_Prompt:_
Write out the material below again with every "Target" swapped for "Label" and everything else unchanged. Leave the pictures out.
◆ ◆ ◆
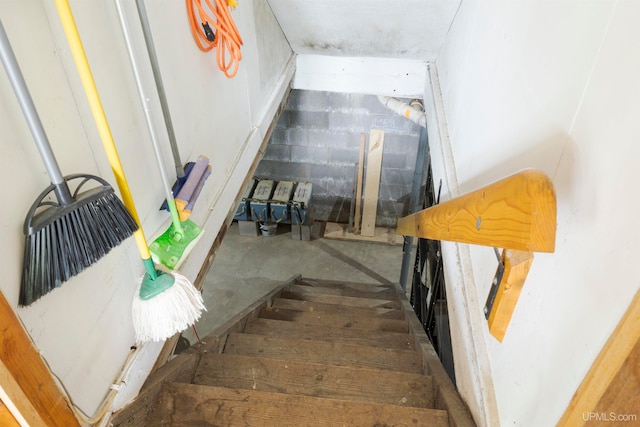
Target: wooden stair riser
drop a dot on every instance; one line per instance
(315, 307)
(285, 329)
(391, 303)
(329, 353)
(317, 380)
(346, 292)
(357, 286)
(188, 405)
(336, 321)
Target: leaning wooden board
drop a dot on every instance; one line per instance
(372, 182)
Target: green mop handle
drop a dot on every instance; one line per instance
(177, 225)
(91, 91)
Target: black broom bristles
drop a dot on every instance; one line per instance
(62, 241)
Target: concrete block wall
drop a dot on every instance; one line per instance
(317, 139)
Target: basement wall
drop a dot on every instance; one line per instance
(554, 86)
(317, 139)
(83, 329)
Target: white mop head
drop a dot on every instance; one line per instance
(167, 313)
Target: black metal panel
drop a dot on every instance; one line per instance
(428, 292)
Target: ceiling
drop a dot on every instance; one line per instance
(410, 29)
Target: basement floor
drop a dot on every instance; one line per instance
(246, 268)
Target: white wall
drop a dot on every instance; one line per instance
(83, 329)
(551, 85)
(411, 30)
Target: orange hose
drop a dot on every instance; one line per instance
(227, 38)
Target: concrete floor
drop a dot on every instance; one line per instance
(246, 268)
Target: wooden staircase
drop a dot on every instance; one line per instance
(311, 353)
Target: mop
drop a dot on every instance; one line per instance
(183, 175)
(62, 238)
(171, 247)
(164, 303)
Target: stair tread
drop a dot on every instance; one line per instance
(318, 307)
(343, 300)
(336, 320)
(182, 405)
(348, 292)
(313, 379)
(283, 328)
(330, 353)
(342, 284)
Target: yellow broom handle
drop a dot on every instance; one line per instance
(82, 64)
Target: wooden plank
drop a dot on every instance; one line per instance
(622, 397)
(347, 292)
(518, 212)
(340, 284)
(358, 208)
(179, 369)
(516, 267)
(21, 362)
(342, 300)
(372, 182)
(6, 417)
(316, 307)
(446, 396)
(611, 361)
(182, 367)
(187, 405)
(329, 353)
(335, 320)
(282, 328)
(383, 235)
(318, 380)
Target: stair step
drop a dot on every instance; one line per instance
(338, 284)
(297, 330)
(317, 380)
(336, 320)
(342, 300)
(182, 405)
(330, 353)
(347, 292)
(318, 307)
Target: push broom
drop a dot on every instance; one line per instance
(63, 238)
(169, 248)
(165, 303)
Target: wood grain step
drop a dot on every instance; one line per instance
(317, 380)
(335, 320)
(342, 300)
(318, 307)
(347, 292)
(340, 284)
(188, 405)
(330, 353)
(286, 329)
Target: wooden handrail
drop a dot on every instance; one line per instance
(26, 376)
(518, 212)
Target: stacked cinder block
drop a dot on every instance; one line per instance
(317, 139)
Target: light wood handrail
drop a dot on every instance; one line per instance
(517, 212)
(23, 371)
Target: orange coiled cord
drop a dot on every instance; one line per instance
(227, 40)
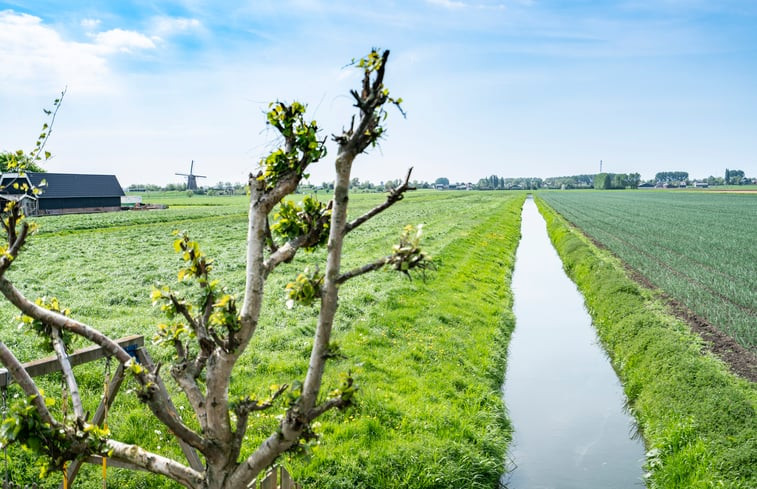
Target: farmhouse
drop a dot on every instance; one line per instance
(62, 193)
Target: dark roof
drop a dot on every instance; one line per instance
(72, 185)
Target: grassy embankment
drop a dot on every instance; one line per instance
(429, 357)
(698, 420)
(697, 247)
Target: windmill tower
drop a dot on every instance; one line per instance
(191, 177)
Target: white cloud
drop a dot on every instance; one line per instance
(119, 40)
(90, 24)
(167, 26)
(451, 4)
(36, 59)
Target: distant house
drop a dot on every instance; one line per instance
(62, 193)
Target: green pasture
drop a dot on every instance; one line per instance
(698, 420)
(429, 356)
(698, 247)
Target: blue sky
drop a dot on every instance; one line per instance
(509, 87)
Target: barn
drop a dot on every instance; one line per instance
(62, 193)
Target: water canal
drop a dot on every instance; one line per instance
(564, 400)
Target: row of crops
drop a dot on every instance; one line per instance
(698, 247)
(428, 364)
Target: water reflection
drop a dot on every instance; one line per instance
(564, 399)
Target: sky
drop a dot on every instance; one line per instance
(511, 88)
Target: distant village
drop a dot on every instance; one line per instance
(63, 193)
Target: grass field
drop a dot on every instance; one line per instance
(697, 419)
(428, 356)
(698, 247)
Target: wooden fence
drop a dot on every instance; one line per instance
(276, 478)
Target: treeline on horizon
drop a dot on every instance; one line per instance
(602, 181)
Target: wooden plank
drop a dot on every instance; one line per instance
(50, 364)
(97, 460)
(286, 480)
(189, 452)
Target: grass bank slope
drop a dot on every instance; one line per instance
(432, 359)
(698, 420)
(428, 357)
(696, 246)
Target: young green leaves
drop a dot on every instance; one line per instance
(407, 254)
(294, 220)
(301, 144)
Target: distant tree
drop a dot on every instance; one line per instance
(210, 330)
(671, 176)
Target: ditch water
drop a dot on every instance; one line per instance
(565, 402)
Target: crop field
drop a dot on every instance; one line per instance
(428, 355)
(698, 247)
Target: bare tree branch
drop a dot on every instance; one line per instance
(68, 373)
(23, 379)
(156, 464)
(395, 195)
(370, 267)
(285, 253)
(152, 396)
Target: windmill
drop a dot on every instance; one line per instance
(191, 177)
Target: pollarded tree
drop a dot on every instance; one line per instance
(210, 332)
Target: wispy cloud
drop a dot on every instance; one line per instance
(119, 40)
(42, 60)
(90, 24)
(451, 4)
(169, 26)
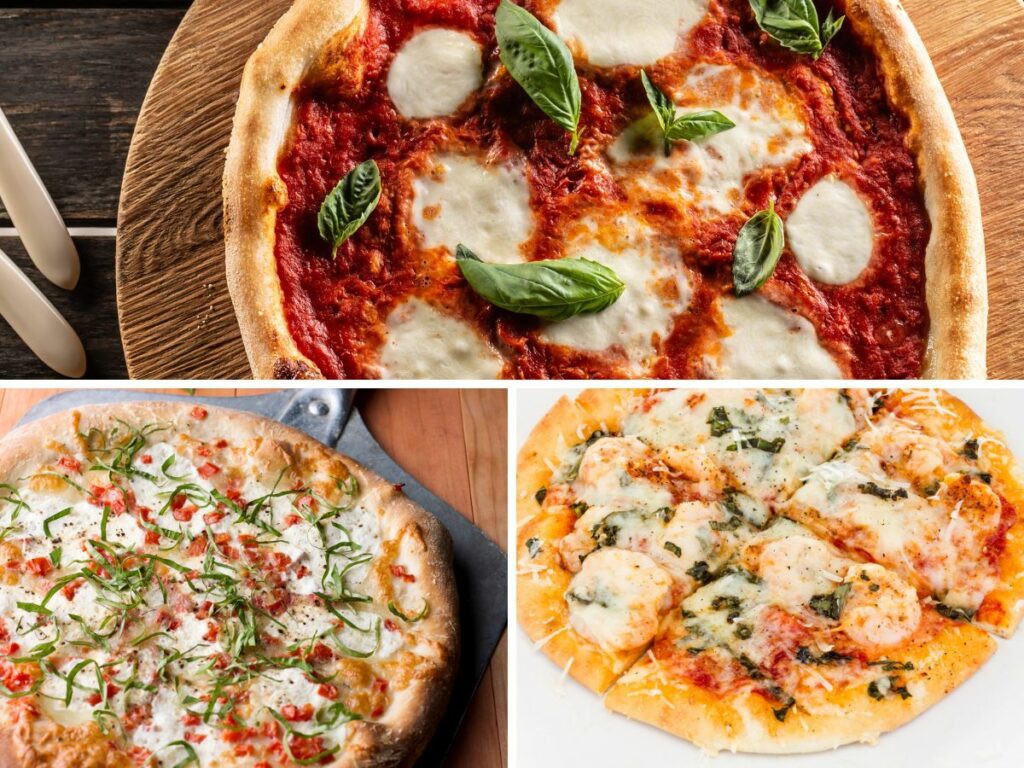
◆ ◆ ◆
_Exercise response:_
Label: wooden stair riser
drop a dot on every instance; one line per instance
(315, 307)
(285, 329)
(391, 303)
(329, 353)
(317, 380)
(346, 292)
(357, 286)
(188, 405)
(336, 321)
Label: leaning wooden board
drop a dot on every instance; one line per instance
(372, 182)
Label: green mop handle
drop a dot on every instance; one line per instance
(177, 225)
(91, 91)
Label: black broom bristles
drop a dot on every instance; one line per instance
(62, 241)
Label: concrete block wall
drop a dot on every instance; one line per instance
(317, 139)
Label: basement wall
drop a dot on every instance; one line per instance
(554, 86)
(317, 139)
(83, 329)
Label: white mop head
drop a dot on every instance; one line per instance
(167, 313)
Label: black metal panel
drop a dot on every instance; one line per instance
(428, 292)
Label: ceiling
drop a dot on every instance; one line per instance
(410, 29)
Label: basement floor
drop a dot on every instance; one line per instance
(246, 268)
Label: white wall
drop a dot on every instance; one line per instance
(83, 329)
(551, 85)
(411, 30)
Label: orange hose
drop a dot on every instance; one line per instance
(227, 38)
Label: concrete floor
drop a dot on every instance; one line per instance
(246, 268)
Label: wooden staircase
drop a dot on every instance; one line per instance
(311, 353)
Label: mop
drop a dot on every instance; one line per instance
(183, 175)
(62, 238)
(171, 247)
(164, 303)
Label: stair tread
drop a dot on every instance; one line per instance
(318, 307)
(343, 300)
(336, 320)
(182, 405)
(348, 292)
(313, 379)
(283, 328)
(330, 353)
(342, 284)
Label: yellow broom handle
drop a dot on every instance; one line per instance
(82, 64)
Label: wooden plank
drop a dot on every instance; one line per instance
(622, 397)
(347, 292)
(518, 212)
(340, 284)
(358, 208)
(179, 369)
(516, 267)
(21, 362)
(342, 300)
(372, 182)
(6, 417)
(316, 307)
(446, 396)
(611, 361)
(182, 367)
(187, 405)
(329, 353)
(335, 320)
(282, 328)
(383, 235)
(318, 380)
Label: stair step
drop a dot on every instance; one line per instance
(338, 284)
(297, 330)
(317, 380)
(336, 320)
(342, 300)
(182, 405)
(330, 353)
(347, 292)
(318, 307)
Label: push broom
drop a dot on every instance; one line per instance
(63, 238)
(169, 248)
(165, 303)
Label: wood grain step
drop a dot on every instance; one line per instance
(317, 380)
(335, 320)
(342, 300)
(318, 307)
(347, 292)
(340, 284)
(188, 405)
(330, 353)
(286, 329)
Label: wooden handrail
drop a dot on every instance; one line per instance
(26, 376)
(518, 212)
Label: stacked cinder block
drop a dot on every instance; one line per instance
(317, 139)
Label: light wood handrail
drop a dot on every instance; one line per instance
(517, 212)
(23, 371)
Label: orange coiled cord
drop a dot on every instance; one line per instance
(227, 40)
Label: farmhouse
drop a dot on every instance; one line per instance
(62, 193)
Label: dark roof
drop a dot on every instance; one line per instance
(72, 185)
Label: grassy embankment
drop a dot on every instance; one line per instance
(429, 357)
(698, 420)
(697, 247)
Label: windmill tower
drop a dot on every instance; one line per instance
(191, 177)
Label: white cloud
drop a dot on every instance; one line per instance
(119, 40)
(90, 24)
(167, 26)
(451, 4)
(36, 59)
Label: distant house
drop a dot on every instance; one line per instance
(62, 193)
Label: green pasture
drop a dot on every instance; one line per instance
(698, 420)
(429, 356)
(698, 247)
Label: blue sky
drop a dot on every instance; one line per instance
(509, 87)
Label: barn
drop a dot on every instance; one line per instance
(62, 193)
Label: water canal
drop a dot on every instance; one line per instance
(564, 400)
Label: row of crops
drop a dot on every instance; one line per instance
(698, 247)
(428, 364)
Label: water reflection
drop a dot on every instance; one line per instance
(564, 399)
Label: sky
drop a dot on every instance; one line per instance
(511, 88)
Label: distant village
drop a dot on every instance; one line per instance
(63, 193)
Label: grass field
drop a dot on every instance; one line per instance
(697, 419)
(428, 356)
(698, 247)
Label: wooden fence
drop a dot on every instance; one line per instance
(276, 478)
Label: treeline on horizon
drop a dot on every instance; one line per instance
(602, 181)
Label: wooden plank
drop a dot on every instance; one line per instance
(50, 364)
(97, 460)
(286, 480)
(189, 452)
Label: grass bank slope
drop a dot on every instance; one line per instance
(432, 359)
(698, 420)
(428, 357)
(696, 246)
Label: young green leaves
drop a dot on every instance; one line per instance
(407, 254)
(294, 220)
(301, 144)
Label: distant tree
drop a dot on every instance; one line per instance
(210, 330)
(671, 176)
Label: ditch water
drop a dot on every instance; one line per instance
(565, 402)
Label: crop field
drop a dot on every instance; one line per instance
(428, 355)
(698, 247)
Label: bare tree branch
drop a dot on every instance; one line per instance
(68, 373)
(23, 379)
(156, 464)
(395, 195)
(370, 267)
(285, 253)
(152, 396)
Label: windmill
drop a dot on every instance; one line per instance
(191, 177)
Label: pollarded tree
drop a dot on every instance; one line per instance
(210, 332)
Label: wispy cloud
drop a dot on every instance; one line per instance
(119, 40)
(42, 60)
(90, 24)
(451, 4)
(169, 26)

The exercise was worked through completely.